The energy “shot” that promises “no crash” may be heading for one itself.
Living Essentials, the distributor of 5-Hour Energy, a high-selling energy drink, is under review by the National Advertising Division, who say the claim is false, The New York Times reports. The advertising watchdog says it has been telling 5-Hour Energy to drop the “no crash” claim ever since a clinical trial run by the company five years ago showed that the product resulted in a "moderately severe crash" in nearly 25 percent of users.
The probe comes amid increased scrutiny of the energy drink industry, including rivals such as Monster Energy, Red Bull and Rockstar energy drinks. New York state launched a similar probe last August examining how the drinks are made and subsequently marketed, particularly to impressionable children and teens.

++++++++

_TASK DESCRIPTION_
Pick up the news item about the 5-Hour Energy "no crash" claim after its last sentence and carry it on.

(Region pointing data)
++++++++

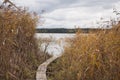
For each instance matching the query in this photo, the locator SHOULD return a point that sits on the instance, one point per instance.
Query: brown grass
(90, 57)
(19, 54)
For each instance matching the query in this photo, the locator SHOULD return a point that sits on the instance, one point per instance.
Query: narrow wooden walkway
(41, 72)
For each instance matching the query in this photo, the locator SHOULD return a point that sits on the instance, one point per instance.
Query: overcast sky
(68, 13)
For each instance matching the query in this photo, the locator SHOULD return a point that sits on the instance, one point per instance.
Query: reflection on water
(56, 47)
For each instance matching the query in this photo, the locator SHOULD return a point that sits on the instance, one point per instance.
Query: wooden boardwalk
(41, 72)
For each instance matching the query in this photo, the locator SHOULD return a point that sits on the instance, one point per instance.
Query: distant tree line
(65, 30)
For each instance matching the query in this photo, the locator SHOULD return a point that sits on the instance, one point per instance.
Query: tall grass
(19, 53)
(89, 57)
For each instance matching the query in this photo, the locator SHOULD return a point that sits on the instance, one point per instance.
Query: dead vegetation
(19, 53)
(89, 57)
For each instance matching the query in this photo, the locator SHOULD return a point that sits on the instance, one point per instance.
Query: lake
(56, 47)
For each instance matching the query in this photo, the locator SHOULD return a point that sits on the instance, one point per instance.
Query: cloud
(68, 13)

++++++++

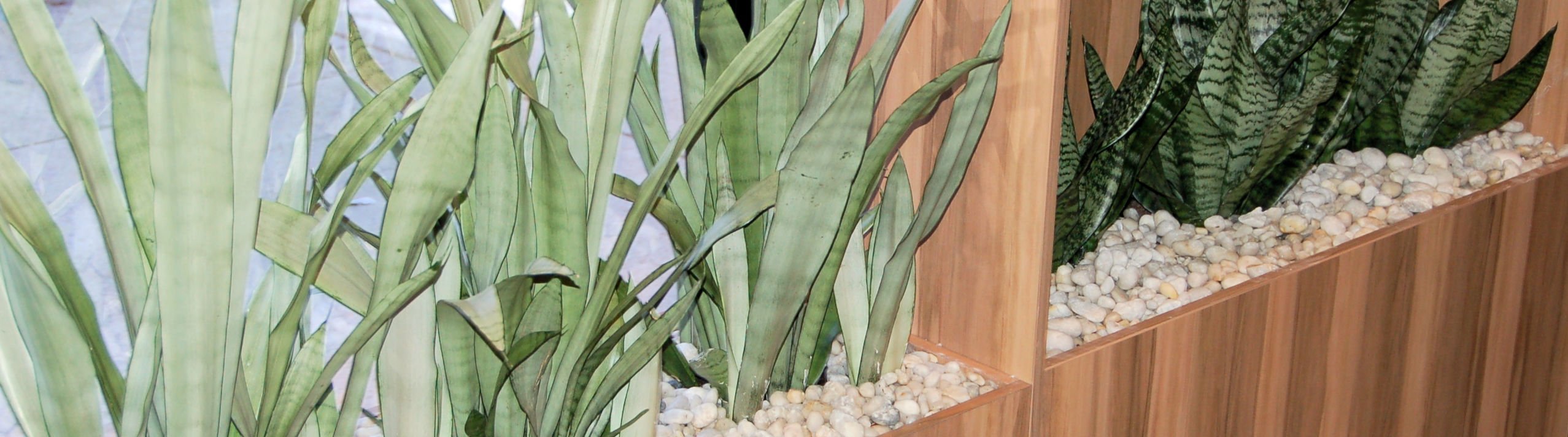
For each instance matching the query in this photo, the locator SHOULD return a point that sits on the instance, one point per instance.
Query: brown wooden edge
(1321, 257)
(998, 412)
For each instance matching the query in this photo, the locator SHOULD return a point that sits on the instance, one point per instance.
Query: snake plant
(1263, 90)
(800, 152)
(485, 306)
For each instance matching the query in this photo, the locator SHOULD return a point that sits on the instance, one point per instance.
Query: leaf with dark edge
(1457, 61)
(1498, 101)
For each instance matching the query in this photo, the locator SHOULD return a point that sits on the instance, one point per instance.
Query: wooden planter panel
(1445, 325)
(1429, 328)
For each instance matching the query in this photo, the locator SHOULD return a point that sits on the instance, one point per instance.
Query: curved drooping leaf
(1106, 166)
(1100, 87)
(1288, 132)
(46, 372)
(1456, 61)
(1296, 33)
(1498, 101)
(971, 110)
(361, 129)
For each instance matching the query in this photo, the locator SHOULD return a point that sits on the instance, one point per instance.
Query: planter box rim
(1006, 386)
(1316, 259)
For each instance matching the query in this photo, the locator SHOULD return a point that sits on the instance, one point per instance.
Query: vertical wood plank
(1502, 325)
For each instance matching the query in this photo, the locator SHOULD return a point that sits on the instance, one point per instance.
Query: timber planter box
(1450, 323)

++++++++

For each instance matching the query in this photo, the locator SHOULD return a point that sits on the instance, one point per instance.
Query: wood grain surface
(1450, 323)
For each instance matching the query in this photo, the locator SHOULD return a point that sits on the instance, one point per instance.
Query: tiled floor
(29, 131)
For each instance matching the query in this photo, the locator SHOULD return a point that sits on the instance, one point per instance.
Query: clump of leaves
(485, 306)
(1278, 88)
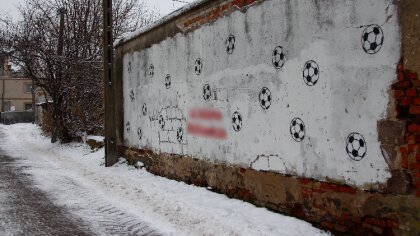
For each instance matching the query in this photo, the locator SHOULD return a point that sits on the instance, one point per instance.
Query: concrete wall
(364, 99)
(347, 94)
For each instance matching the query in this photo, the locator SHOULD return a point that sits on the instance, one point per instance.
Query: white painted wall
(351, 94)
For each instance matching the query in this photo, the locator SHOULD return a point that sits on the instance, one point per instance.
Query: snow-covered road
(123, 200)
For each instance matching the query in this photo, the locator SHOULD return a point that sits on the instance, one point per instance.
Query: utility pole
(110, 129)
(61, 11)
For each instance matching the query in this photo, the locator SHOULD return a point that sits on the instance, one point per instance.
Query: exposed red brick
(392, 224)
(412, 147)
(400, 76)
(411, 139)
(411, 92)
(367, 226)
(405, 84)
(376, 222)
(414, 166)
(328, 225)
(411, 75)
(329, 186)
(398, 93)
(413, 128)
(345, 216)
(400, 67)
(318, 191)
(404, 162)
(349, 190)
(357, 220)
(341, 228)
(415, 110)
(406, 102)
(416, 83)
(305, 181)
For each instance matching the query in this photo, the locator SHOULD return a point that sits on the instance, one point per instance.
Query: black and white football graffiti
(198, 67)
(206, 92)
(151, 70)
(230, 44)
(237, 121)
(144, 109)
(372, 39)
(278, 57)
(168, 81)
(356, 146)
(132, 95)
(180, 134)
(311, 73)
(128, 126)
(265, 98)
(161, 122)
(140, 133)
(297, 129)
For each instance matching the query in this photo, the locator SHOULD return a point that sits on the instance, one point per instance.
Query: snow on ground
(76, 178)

++++++++

_EXERCISE RESPONSE_
Elaine Lutz, a spokeswoman for Living Essentials, told the NYT that a clarification included on packaging stating that “no crash means no sugar crash” had been added to address the concerns of the National Advertising Division.
The probes are just the latest in a slew of health concerns over the drinks. In November, a government report linked soldiers’ consumption of energy drinks to sleep deprivation. For 5-Hour Energy’s part, the U.S. Food and Drug Administration said last fall that it had received reports of 13 deaths over the past four years in which the energy shot may have played a part.